--- Begin SELECTED PASSAGE ---
In old times, the fire in some hearths was holy and guarded by goddesses (Hestia for the Greeks, Vesta for the Romans). The original French "foyer" is the German Feuer (= fire) and denoted the central place of a building.
That's all very learned and heartwarming but the smiths' throughout the millennia worked with a hearth too, and that was neither cozy nor heartwarming but hot, dangerous and backbreaking.
So, what exactly is a hearth?
A hearth in its simplest form is a fireplace with a low perimeter wall, made by lining a hole in the ground or a more advanced contraption with stones or bricks. Your fireplace / "chimney" is technically a hearth. In any case you have an "open" fire.
 
Hearthe and oven
Remains of very old hearth and attached oven,
and the "standard" inside hearth as used for millennia
     
A smith's hearth (Esse 10)) is different. It needs a good chimney and in particular a source of air. This has been a hand (or foot) operated bellows for millennia. Here are some pictures:
     
Hearth of smith
Bellows
A smith hearth with an (invisible) electric blower and a (big) bellows 7)
     
A smith's hearth might also be called a forge 3) in English. The same word also describes the whole ensemble like the German translations "Schmiede", except that the German word means only the whole set-up of hearth, anvil, tools, building. A smith (one who smites), is a "Schmied".
This just serves to show that translating a few times back and force will definitely produce confusion; witness the melting / smelting (from old German "schmelzen" = melting) confusion. Smelting, by the way is verhütten in German, no way to mix that up with schmelzen = melting. It's only one consonant away from verhüten (= to put a hood on something = preventing pregnancy).
--- End SELECTED PASSAGE ---
--- Begin SUPPLIED INFORMATION ---
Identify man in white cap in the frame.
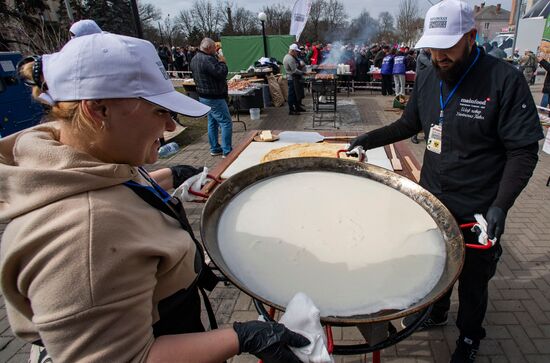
--- End SUPPLIED INFORMATION ---
### WHAT THE EXERCISE ASKS
Can you quote the passage on hearths word for word, from "This just serves" up to and including "something = preventing pregnancy)."?

### TASK RESPONSE
This just serves to show that translating a few times back and force will definitely produce confusion; witness the melting / smelting (from old German "schmelzen" = melting) confusion. Smelting, by the way is verhütten in German, no way to mix that up with schmelzen = melting. It's only one consonant away from verhüten (= to put a hood on something = preventing pregnancy).